SET EXERCISE: Reproduce every line of the data below verbatim, leaving the pictures out of your answer.

* START RECORDS FOR THE TASK *

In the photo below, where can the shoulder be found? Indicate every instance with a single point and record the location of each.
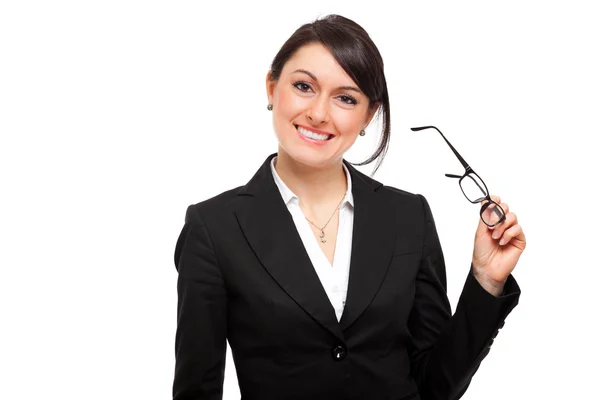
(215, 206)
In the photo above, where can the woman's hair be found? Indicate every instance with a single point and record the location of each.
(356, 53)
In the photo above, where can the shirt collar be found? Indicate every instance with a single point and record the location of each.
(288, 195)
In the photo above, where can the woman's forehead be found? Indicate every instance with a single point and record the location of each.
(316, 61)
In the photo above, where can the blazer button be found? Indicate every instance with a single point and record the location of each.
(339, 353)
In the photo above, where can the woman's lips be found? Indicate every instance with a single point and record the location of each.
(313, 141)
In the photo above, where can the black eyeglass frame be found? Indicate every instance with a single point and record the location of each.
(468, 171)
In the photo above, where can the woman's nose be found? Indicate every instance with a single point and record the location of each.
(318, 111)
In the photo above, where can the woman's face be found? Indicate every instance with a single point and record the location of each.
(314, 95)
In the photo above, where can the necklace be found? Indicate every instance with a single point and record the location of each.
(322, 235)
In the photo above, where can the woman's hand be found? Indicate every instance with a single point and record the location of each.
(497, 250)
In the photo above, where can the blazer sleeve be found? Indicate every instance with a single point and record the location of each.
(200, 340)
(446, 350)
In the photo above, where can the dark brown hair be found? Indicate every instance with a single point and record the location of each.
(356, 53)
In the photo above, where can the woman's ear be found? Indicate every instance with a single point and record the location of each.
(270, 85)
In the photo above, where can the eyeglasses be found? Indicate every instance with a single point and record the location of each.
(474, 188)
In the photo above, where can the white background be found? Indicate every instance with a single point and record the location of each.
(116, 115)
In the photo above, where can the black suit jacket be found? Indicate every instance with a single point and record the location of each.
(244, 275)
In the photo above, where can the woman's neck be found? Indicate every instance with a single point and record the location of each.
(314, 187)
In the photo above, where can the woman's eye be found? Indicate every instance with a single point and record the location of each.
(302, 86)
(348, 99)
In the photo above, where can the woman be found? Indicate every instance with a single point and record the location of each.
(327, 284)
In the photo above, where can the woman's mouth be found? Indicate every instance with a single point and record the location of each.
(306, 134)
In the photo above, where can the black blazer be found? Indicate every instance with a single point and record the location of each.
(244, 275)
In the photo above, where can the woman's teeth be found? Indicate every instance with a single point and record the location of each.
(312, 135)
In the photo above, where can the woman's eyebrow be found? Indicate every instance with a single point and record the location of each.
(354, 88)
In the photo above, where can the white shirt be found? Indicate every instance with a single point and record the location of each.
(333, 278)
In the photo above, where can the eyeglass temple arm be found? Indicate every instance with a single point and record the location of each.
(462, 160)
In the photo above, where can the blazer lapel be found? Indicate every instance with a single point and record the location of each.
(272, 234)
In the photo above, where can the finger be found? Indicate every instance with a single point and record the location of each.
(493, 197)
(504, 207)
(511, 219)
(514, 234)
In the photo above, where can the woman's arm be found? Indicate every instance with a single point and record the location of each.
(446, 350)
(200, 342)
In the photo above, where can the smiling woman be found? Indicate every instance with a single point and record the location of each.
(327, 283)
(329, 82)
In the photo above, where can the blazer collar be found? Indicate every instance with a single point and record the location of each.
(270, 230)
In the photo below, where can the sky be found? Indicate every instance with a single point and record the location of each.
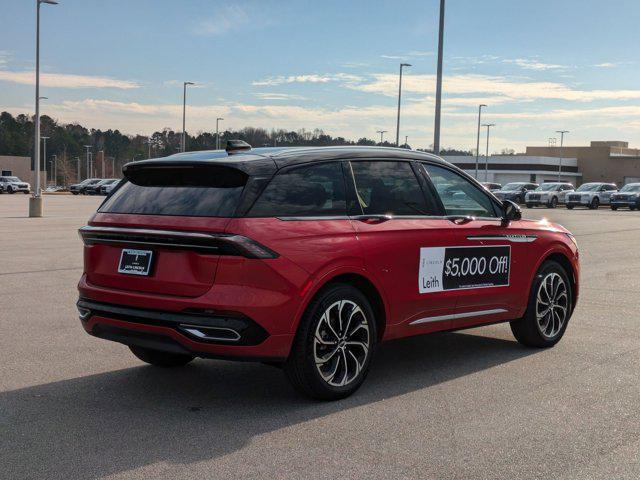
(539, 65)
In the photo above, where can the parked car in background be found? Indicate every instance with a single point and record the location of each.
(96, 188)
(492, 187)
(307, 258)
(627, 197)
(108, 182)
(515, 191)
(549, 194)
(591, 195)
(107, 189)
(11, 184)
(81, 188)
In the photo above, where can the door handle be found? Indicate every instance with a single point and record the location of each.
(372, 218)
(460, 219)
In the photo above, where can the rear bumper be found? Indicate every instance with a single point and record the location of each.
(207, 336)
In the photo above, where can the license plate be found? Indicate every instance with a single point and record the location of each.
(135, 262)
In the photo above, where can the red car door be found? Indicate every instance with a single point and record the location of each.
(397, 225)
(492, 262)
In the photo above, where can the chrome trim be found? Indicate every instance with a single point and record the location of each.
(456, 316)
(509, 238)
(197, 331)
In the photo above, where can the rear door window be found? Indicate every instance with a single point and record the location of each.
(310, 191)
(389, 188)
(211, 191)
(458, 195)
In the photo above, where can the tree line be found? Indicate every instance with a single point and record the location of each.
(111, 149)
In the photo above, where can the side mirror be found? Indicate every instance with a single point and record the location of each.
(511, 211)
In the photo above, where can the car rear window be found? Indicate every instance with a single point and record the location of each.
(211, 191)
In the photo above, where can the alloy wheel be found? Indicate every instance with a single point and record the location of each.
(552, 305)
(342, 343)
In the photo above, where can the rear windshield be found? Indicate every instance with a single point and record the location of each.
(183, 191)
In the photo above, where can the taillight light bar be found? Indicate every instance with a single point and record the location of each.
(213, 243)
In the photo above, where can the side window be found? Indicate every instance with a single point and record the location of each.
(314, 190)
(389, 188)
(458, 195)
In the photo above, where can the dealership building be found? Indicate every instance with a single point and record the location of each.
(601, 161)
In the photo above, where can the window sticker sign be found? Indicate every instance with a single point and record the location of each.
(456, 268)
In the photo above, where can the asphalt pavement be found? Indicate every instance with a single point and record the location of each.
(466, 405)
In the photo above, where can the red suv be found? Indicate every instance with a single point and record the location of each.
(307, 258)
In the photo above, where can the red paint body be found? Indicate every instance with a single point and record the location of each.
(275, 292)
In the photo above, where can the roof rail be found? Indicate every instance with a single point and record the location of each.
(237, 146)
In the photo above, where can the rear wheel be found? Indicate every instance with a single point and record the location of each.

* END RECORDS FOR THE TASK *

RESPONSE TO THE EXERCISE:
In the photo below, where can the shoulder be found? Indicate every instance with a single point and record the location of each.
(215, 206)
In the photo above, where can the woman's hair be found? Indicate every instance with a single point and record the location of each.
(356, 53)
In the photo above, where can the shirt collar be found? Indicate every instance with a single point and record the location of each.
(288, 195)
In the photo above, where can the woman's forehead be found? Indicate every instance with a single point and record the location of each.
(316, 61)
In the photo above, where can the blazer button be found? Indicate every instance with a single point and record the location of each.
(339, 353)
In the photo above, where can the woman's lips be found? Indicate every instance with a single point and record the location of each.
(313, 141)
In the photo above, where can the black eyeglass frame be found? Indicate every instance with a single point and record the location of each.
(468, 171)
In the photo above, where can the woman's nose be found? Indicate every instance with a single point and record the location of each.
(318, 111)
In the photo above, where can the woman's face be found? Indicate every instance with a single point and record the location of each.
(314, 95)
In the photo above, where can the necklace be found? Indicate every instance with a single point and record the location of each.
(322, 235)
In the photo above, where can the woman's hand be found? Indicate every instance with a single point and record the location of each.
(497, 250)
In the photo above, where can the blazer sleeve be found? Indicate every instance with a single point and record the location of each.
(200, 340)
(446, 350)
In the photo above, where can the dark brown hair be found? Indicate every instance with a single point and record the location of each.
(356, 53)
In the photo above, where can the woman's ear be found? Indicate every instance with a single point and record the location of each.
(270, 85)
In the photo above, where can the eyeglasses be found? Indicate every instance with a single point and record the location of each.
(474, 188)
In the photo above, where can the white background be found? Indicate every instance with a single point and record the location of each.
(116, 115)
In the photo above, where can the black suit jacket be found? Indicate every instance with a single point and record the location of each.
(244, 275)
In the photo above, where can the woman's neck be found? Indicate every instance with a single point and record the location of each.
(314, 187)
In the photo above, where can the woman's eye be found? Indicate every instance with a single point and record the location of each.
(302, 86)
(348, 99)
In the photo above, where can the woman be found? Indicate every instance with a single point and record the location of each.
(327, 284)
In the photo above, where can the woman's mouth be found? Indicate every instance with a single point and record the location of each.
(306, 134)
In the photo above, where can the black blazer be found? Indicate every instance with a single point and record the location of each.
(244, 275)
In the photo above, where can the woman's teeth be found? Indicate every instance with a single point and record the location of each.
(312, 135)
In the photo above, where can the woman's eyebrow be found? Indicate every instance with a single point and record the location of each.
(354, 88)
In the photo above, where can the white shirt be found? Indicate every instance with a single point and record the location of each.
(333, 278)
In the photo above, where can the eyeglass temple arm be found? Indicate every instance with a single point and record the location of each.
(462, 160)
In the photo above, where can the blazer lapel be found? Indicate every instance with a single point and record the location of each.
(272, 234)
In the photo above, where can the finger be found? Indicate every instance with a single point and record the location of each.
(493, 197)
(504, 207)
(511, 219)
(514, 234)
In the photo above, where can the woman's arm be found? Indicate every instance with a single point and record the location of each.
(446, 350)
(200, 342)
In the photo above, where can the smiling woman be found? Indicate every instance with a single point and record the location of each.
(327, 283)
(329, 82)
In the photo above, where can the blazer collar be found? Indicate every instance with a single point and record the location of each.
(270, 230)
In the photo below, where can the sky be found? Indicate every instance with a single point and record the location of each.
(539, 65)
In the photo above, where can the parked car in background be found? Indicate every instance with a single point and record the location of each.
(96, 188)
(492, 187)
(307, 258)
(627, 197)
(108, 182)
(515, 191)
(549, 194)
(591, 195)
(107, 189)
(11, 184)
(81, 188)
In the photo above, where can the door handle be found? Indicate every instance with a single point and record the location of each.
(372, 218)
(460, 219)
In the photo above, where can the rear bumper be found? Indicate every instance with a single point and record the location of each.
(207, 336)
In the photo above, where can the license plate be found? Indicate every instance with a single point and record the location of each.
(135, 262)
In the photo above, where can the red car door be found? Indicate every instance with a single point and record the location of each.
(397, 225)
(492, 262)
In the photo above, where can the chrome trim be found? Indicate every instance with a single point and record the location of each.
(456, 316)
(509, 238)
(197, 331)
In the photo above, where can the rear door window be found? Indicate every instance with a single point and record the location of each.
(310, 191)
(389, 188)
(211, 191)
(458, 195)
In the photo above, where can the tree line be found? Indicate every instance with a single point and record the location of each.
(111, 149)
In the photo above, where can the side mirror be found? Indicate every instance with a single point and record the location of each.
(511, 211)
In the photo above, where can the car rear window be found? Indicate every instance with a single point and record the location of each.
(211, 191)
In the photo above, where can the alloy wheel be found? Indicate every instance with a single point and record the location of each.
(552, 305)
(342, 343)
In the photo above, where can the rear windshield be found? Indicate every instance with a single point and record the location of each.
(183, 191)
In the photo above, where can the taillight light bar be found? Indicate every instance with a single point and record the location of each.
(213, 243)
In the photo above, where can the side window be found? Indicate every instance with a single point and record the location of each.
(314, 190)
(389, 188)
(458, 195)
In the photo above, where can the dealership building be found? Indicate every instance with a single point and record the location of each.
(601, 161)
In the photo above, where can the window sticker sign be found? Indicate every instance with a single point and record the location of each.
(456, 268)
In the photo above, where can the asphalt pavement be found? Indicate every instance with a single point and record the location of each.
(466, 405)
In the photo above, where can the red suv be found? Indicate every instance with a single point and record the location of each.
(307, 258)
In the photo above, where can the red paint body be found? Indicate every instance with a single point and record the location of each.
(275, 292)
In the photo above, where can the roof rail be found? Indicate every instance with a single point and record the location of each.
(237, 146)
In the photo above, where can the rear wheel be found? Indicate every instance with a single point and record the location of each.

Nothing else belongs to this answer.